# start of RECORDS TO PROCESS

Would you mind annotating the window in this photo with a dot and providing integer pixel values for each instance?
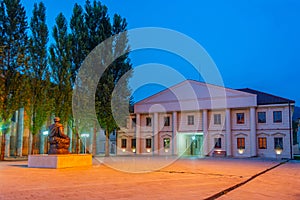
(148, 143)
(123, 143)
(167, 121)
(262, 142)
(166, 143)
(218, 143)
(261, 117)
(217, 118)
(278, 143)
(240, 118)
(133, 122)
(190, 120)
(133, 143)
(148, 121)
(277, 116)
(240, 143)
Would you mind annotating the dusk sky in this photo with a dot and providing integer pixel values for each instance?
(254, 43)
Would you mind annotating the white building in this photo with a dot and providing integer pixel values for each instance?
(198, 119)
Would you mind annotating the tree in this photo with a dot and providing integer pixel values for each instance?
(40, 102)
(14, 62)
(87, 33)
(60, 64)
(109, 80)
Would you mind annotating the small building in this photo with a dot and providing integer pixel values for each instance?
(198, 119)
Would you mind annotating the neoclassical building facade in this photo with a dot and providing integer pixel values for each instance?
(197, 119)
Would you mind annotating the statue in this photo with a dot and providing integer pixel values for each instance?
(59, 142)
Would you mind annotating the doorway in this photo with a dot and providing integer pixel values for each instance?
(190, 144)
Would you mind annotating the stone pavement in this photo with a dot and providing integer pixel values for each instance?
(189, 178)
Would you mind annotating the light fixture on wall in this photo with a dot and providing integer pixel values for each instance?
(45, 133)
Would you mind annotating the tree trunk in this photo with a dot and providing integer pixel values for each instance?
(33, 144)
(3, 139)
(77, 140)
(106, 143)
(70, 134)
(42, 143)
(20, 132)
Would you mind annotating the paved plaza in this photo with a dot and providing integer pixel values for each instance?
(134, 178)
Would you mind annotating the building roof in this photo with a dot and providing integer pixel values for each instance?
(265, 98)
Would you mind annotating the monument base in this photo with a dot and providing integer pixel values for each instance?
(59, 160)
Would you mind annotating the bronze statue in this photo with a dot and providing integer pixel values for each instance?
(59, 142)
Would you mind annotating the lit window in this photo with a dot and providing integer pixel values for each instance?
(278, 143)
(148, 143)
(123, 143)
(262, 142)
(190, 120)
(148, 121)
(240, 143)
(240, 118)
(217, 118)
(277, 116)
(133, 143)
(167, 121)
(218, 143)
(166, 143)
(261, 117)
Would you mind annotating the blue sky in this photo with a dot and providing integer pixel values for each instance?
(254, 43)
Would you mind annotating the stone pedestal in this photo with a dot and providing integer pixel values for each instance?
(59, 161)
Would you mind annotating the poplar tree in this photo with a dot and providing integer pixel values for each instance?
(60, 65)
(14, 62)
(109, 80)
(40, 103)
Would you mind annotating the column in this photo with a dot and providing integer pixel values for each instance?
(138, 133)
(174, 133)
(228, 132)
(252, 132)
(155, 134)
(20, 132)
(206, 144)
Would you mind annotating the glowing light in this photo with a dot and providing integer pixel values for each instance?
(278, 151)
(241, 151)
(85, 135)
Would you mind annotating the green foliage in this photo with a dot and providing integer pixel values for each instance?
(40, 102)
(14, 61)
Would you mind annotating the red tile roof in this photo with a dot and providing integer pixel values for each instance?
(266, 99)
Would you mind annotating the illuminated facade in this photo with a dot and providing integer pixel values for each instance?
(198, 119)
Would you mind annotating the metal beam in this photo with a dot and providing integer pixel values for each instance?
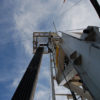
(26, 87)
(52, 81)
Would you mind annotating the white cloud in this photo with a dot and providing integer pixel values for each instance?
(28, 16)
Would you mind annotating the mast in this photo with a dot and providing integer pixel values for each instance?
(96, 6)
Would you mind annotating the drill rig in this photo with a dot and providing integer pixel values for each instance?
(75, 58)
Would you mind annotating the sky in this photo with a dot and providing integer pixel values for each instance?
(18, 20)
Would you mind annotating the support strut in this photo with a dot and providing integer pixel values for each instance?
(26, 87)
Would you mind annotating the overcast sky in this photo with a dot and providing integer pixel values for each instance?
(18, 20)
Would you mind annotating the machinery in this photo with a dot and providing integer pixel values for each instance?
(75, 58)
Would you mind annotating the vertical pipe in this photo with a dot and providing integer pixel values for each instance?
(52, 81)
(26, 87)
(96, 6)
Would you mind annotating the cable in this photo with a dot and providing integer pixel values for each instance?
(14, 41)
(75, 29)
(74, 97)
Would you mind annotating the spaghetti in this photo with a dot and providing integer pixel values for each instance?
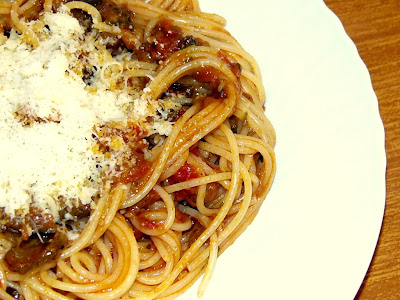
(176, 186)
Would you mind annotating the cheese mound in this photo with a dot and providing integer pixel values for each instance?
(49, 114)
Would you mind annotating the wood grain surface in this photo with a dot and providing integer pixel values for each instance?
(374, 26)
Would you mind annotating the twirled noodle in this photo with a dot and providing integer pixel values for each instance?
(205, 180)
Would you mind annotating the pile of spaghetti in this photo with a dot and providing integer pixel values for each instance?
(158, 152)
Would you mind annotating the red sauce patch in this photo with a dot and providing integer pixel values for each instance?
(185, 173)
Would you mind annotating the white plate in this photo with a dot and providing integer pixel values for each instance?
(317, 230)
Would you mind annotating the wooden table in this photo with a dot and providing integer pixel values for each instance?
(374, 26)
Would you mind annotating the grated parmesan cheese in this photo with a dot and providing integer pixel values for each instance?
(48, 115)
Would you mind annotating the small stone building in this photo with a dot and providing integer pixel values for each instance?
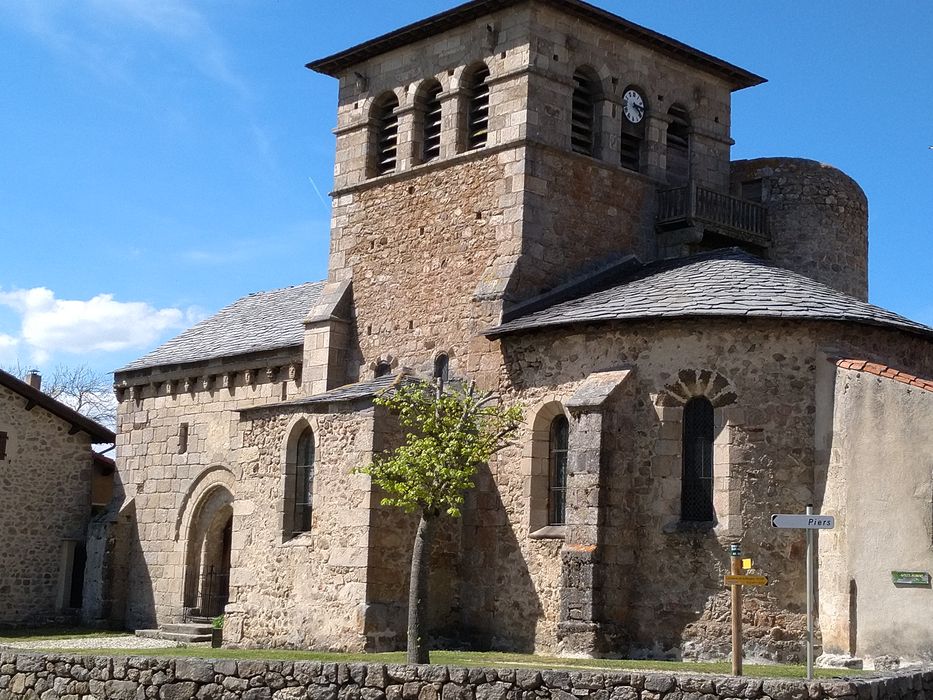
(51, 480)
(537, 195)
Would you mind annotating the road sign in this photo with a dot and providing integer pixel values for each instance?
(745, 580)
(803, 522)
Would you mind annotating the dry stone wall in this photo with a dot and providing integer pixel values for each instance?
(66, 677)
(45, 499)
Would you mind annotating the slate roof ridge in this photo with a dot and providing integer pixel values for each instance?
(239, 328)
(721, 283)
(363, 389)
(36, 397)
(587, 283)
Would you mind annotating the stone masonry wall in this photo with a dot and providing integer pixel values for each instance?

# end of RECORDS TO PROCESS

WHAT YOU HAVE TO DO: Can you rewrite the listing above with every "photo" changed to "image", keeping everything else the same and leaving out the pictures?

ANSWER TO THIS TASK:
Would you mind annotating the window in this image with a dot and providing integer pixel values for each instance?
(148, 143)
(123, 143)
(167, 121)
(262, 142)
(166, 143)
(218, 143)
(261, 117)
(217, 118)
(278, 143)
(240, 118)
(133, 122)
(190, 120)
(133, 143)
(148, 121)
(277, 116)
(240, 143)
Would you mind annotating the dusk sky in this image with a dot and providing integer pixel values for each instance?
(254, 43)
Would you mind annotating the white building in this image with a dot and providing integer pixel values for each instance?
(198, 119)
Would you mind annotating the tree in this image with a dot and providing integer pixel values for each instance?
(40, 102)
(14, 62)
(87, 33)
(60, 64)
(109, 80)
Would you mind annotating the small building in this image with a dot and providing integer pixel values for each instance?
(198, 119)
Would you mind annotating the neoclassical building facade in this image with a dot and providing integer pixel values for each instance?
(197, 119)
Would you mind annotating the statue in this image with a dot and providing integer pixel values for each instance?
(59, 142)
Would you mind annotating the doorway in this image with a dot and providing integer pixel values for each instance?
(190, 144)
Would you mind annotating the stone pavement in this image with a dot and providing integer pixel values for each instance?
(189, 178)
Would you mind annotating the light fixture on wall in this image with a dot and providing integer pixel values for each instance?
(45, 133)
Would you mind annotating the tree trunk in this image with a dot and providing integer pixel values for each instance?
(33, 144)
(3, 139)
(77, 140)
(106, 143)
(70, 134)
(42, 143)
(20, 132)
Would you mind annotating the paved plaza in this image with a dot and providing integer pixel values for each instance?
(134, 178)
Would you mind annotating the building roof in this image with a dot and providing integer pixel values for each instance?
(265, 98)
Would you mind annotating the monument base in this image with a dot and providing integer pixel values for each instance?
(59, 160)
Would you mind annotating the bronze statue in this image with a dot and providing integer pixel values for each instance?
(59, 142)
Would you mind annotating the lit window in this image with a dot and providing integer pixel values for each instance?
(278, 143)
(148, 143)
(123, 143)
(262, 142)
(190, 120)
(148, 121)
(240, 143)
(240, 118)
(217, 118)
(277, 116)
(133, 143)
(167, 121)
(218, 143)
(166, 143)
(261, 117)
Would you mind annotating the blue sky in this image with a dot and providing integer pixel values for each instance?
(254, 43)
Would you mind annotating the stone pedestal in this image with a dot and providing integer pixel values for each instance?
(59, 161)
Would you mind annotating the poplar tree in this image with a dot and providing integer pixel values for each instance?
(60, 65)
(14, 62)
(109, 80)
(40, 103)
Would you mind annotating the column in this image with a dot and providing integer pixel values for each instance?
(138, 133)
(174, 133)
(228, 132)
(252, 132)
(155, 134)
(20, 132)
(206, 144)
Would you mind annotating the glowing light in this image with a dot and providing integer pixel values for each instance?
(278, 151)
(241, 151)
(85, 135)
Would you mind annotating the green foliage in this image with a dot and providing integer pixel values for each instance?
(40, 102)
(14, 61)
Would you mind annotating the red tile roof in this image with a dot and providing integer pixel values for each instance?
(266, 99)
Would you mind annotating the illuminated facade in this image with a dot and providing integer pixel values for each instance?
(198, 119)
Would you mind annotating the metal beam in this image with a dot and providing integer pixel values for each instance?
(26, 87)
(52, 81)
Would you mind annotating the white cloud in this image with a dot and providing integer pixel values for each instance?
(28, 16)
Would you mind annotating the mast in this image with a dot and providing integer pixel values for each instance?
(96, 6)
Would you mind annotating the drill rig in this image with a dot and providing integer pixel values for each instance?
(75, 58)
Would you mind annotating the sky in this image with a dot and providing integer pixel values for each instance?
(18, 20)
Would you mind annotating the support strut in this image with a dot and providing integer pixel values for each instance?
(26, 87)
Would you mind annotating the overcast sky in this image with a dot and providing integer pixel values for each instance?
(18, 20)
Would you mind annotating the machinery in this image with a dot and providing integer pixel values for each instance?
(75, 58)
Would you mind annotating the vertical pipe in this image with a dot and providing integer pixel values for each instance?
(52, 81)
(26, 87)
(96, 6)
Would you mind annotating the cable in this image with a dot and providing integer pixel values for each instance?
(14, 41)
(75, 29)
(74, 97)
Would you mind annotating the spaghetti in this image with a dot and providing integer pixel values for each instance?
(176, 186)
Would you mind annotating the cheese mound in this image with a dot and providing integer pixel values for each instance?
(49, 114)
Would you mind annotating the wood grain surface in this image with a dot and providing integer pixel values for each instance?
(374, 26)
Would you mind annotating the twirled noodle in this image with a dot and providing integer pixel values for each instance?
(205, 180)
Would you mind annotating the pile of spaghetti in this image with a dot and providing integer pixel values for each instance?
(158, 152)
Would you mind annotating the red sauce patch in this image with a dot and providing integer pixel values for each instance?
(185, 173)
Would you mind annotating the white plate in this image with a dot and providing integer pixel values for each instance?
(317, 230)
Would you mind annotating the wooden table in this image with a dot and providing integer pixel values for each instance?
(374, 26)
Would you mind annotating the grated parmesan cheese in this image with a dot and providing integer pixel values for each instance?
(48, 115)
Would you mind annotating the small stone building in this image with a dot and providing integer pixel values for each instance?
(51, 480)
(537, 195)
Would you mind annotating the road sign in this image with a dot and providing integer pixel values for each instance?
(745, 580)
(803, 522)
Would you mind annotating the dry stone wall in this image with a dot and providing integer pixel values for each instance?
(66, 677)
(45, 499)
Would you mind annotating the slate roof ridge in this image with a dot and providing integer pixel values for each instance?
(239, 328)
(721, 283)
(363, 389)
(36, 397)
(587, 283)
Would you mind annotating the stone masonry wall in this image with a dot and providing integer pixel values for each instance?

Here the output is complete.